She turned sharply down another fork in the road, storming down the hill.
It's not fair, it's not fair, it's not fair.
"You promised!" she gulped, clutching her hair as if that would keep tears from falling. "'I am with you always, even to the end of the age' - remember that? Does that not include the end of one day?"
I had to jog to keep up with her now. She burst over the next hill and halted abruptly. So did I. I heard her sharply draw breath.
She stood, transfixed, gazing eastward at an arc of colour peeping steadily over the trees. Then, without further thought or speech, she ran in earnest, splashing through puddles and muddying her trousers to find the clear view she knew waited just 'round the bend after the next.
I watched her halt once again, lifting her face to the sky. She seemed to breathe in the colours. I could almost feel her thoughts, not huffing or thumping or hissing, but whispering with the wind that stirred the hair on her forehead.
She lifted to the blazing arch of colours, clearer and brighter than any she remembered seeing before. A rhyme from the days of learning the alphabet in her childhood flitted unbidden through her mind.
Rainbows in the sky are promises to men
That the Lord will not flood the whole earth again.
As surely as she remembered the names of each colour, she remembered. Yes, she remembered the colours' names - red, yellow, purple - yet there seemed to be no name for the whole. 'Rainbow' didn't seem to do it justice.
And then she saw herself clearly: striding down the road, eyes fixed to the path before her, kicking at dirty little prisms on the oily tar - when all along glory had been waiting in the full expanse of the horizon.
I heard her sigh a little - or maybe it was a sob - and realized she was craning her head back further. She had spotted a second rainbow above the first.
"Thank you," she breathed, voice cracking just a little. It was time to return, so she turned back the way she came, but as she walked she kept her face toward the east, neck twisting awkwardly to keep the glorious image before her as long as possible.

→ Provided records
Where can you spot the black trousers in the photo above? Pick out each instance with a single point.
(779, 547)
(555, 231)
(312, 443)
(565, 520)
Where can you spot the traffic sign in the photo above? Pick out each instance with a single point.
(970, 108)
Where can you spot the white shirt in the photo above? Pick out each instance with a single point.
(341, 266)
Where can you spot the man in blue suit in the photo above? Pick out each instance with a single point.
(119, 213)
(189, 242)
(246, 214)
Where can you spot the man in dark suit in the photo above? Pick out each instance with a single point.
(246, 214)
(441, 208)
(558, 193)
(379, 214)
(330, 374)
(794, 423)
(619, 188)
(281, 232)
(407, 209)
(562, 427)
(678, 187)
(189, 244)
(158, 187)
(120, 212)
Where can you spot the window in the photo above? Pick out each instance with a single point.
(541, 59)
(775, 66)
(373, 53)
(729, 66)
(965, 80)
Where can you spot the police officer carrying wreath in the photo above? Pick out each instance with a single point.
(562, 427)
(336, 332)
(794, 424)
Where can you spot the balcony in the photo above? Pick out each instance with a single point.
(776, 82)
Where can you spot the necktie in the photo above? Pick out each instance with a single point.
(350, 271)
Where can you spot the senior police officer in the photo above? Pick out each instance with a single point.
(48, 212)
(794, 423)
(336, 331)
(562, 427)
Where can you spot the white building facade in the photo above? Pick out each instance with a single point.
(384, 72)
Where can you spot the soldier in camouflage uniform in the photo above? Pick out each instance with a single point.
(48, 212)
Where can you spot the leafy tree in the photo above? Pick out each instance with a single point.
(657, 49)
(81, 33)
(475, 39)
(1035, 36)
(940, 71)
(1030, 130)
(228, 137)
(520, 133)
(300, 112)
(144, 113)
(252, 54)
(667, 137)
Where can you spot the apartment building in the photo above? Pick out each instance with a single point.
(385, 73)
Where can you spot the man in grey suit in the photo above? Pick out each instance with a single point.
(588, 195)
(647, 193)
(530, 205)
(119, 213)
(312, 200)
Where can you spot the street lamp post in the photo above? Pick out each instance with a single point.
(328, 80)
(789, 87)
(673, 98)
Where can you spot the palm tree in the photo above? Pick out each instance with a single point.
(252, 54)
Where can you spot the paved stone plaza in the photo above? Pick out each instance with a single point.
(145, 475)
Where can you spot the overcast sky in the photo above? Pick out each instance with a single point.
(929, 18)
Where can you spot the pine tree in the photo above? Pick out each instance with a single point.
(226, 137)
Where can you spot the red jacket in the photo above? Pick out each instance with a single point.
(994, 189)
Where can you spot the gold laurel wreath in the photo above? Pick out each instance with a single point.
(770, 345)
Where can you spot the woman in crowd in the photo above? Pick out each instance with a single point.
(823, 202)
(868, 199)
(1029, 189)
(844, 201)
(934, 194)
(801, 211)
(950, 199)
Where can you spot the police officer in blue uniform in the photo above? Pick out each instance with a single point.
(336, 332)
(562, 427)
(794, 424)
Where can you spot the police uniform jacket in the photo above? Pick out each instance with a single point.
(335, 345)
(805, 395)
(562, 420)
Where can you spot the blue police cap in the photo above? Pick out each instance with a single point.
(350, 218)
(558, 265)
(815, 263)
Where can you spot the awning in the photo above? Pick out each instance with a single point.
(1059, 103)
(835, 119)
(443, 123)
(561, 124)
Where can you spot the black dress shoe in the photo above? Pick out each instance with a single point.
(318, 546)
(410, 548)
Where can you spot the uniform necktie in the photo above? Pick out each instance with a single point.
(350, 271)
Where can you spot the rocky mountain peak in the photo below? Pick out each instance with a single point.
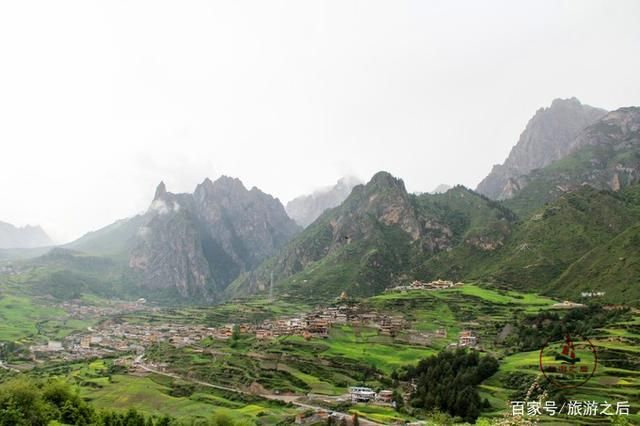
(22, 237)
(547, 138)
(196, 244)
(307, 208)
(161, 191)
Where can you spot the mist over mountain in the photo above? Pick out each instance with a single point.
(442, 188)
(548, 136)
(196, 244)
(306, 208)
(376, 238)
(22, 237)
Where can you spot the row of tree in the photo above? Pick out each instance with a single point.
(448, 382)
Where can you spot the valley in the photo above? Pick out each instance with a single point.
(253, 360)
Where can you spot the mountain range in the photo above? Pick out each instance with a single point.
(548, 137)
(306, 208)
(22, 237)
(560, 216)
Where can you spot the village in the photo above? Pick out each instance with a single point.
(113, 336)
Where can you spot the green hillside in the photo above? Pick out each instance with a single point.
(379, 237)
(613, 267)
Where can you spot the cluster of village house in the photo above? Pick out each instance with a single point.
(8, 270)
(78, 310)
(113, 336)
(317, 323)
(421, 285)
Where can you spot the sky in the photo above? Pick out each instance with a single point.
(100, 101)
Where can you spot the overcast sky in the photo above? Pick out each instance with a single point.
(99, 101)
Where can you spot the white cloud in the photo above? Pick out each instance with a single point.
(101, 101)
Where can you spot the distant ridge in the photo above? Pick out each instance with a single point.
(307, 208)
(548, 137)
(12, 237)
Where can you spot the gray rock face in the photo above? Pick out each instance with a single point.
(548, 137)
(196, 244)
(25, 237)
(307, 208)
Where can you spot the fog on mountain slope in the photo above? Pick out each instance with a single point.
(24, 237)
(195, 244)
(306, 208)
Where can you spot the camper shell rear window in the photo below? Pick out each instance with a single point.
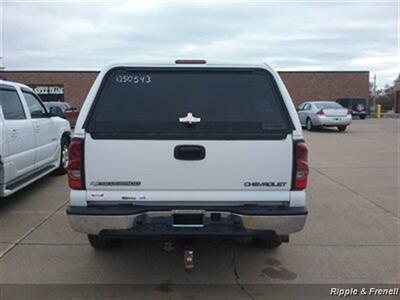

→ Action item
Could you write out the rainbow story from "She turned sharply" to "after the next.", switching "hill" to "rise"?

→ Answer
She turned sharply down another fork in the road, storming down the rise.
It's not fair, it's not fair, it's not fair.
"You promised!" she gulped, clutching her hair as if that would keep tears from falling. "'I am with you always, even to the end of the age' - remember that? Does that not include the end of one day?"
I had to jog to keep up with her now. She burst over the next rise and halted abruptly. So did I. I heard her sharply draw breath.
She stood, transfixed, gazing eastward at an arc of colour peeping steadily over the trees. Then, without further thought or speech, she ran in earnest, splashing through puddles and muddying her trousers to find the clear view she knew waited just 'round the bend after the next.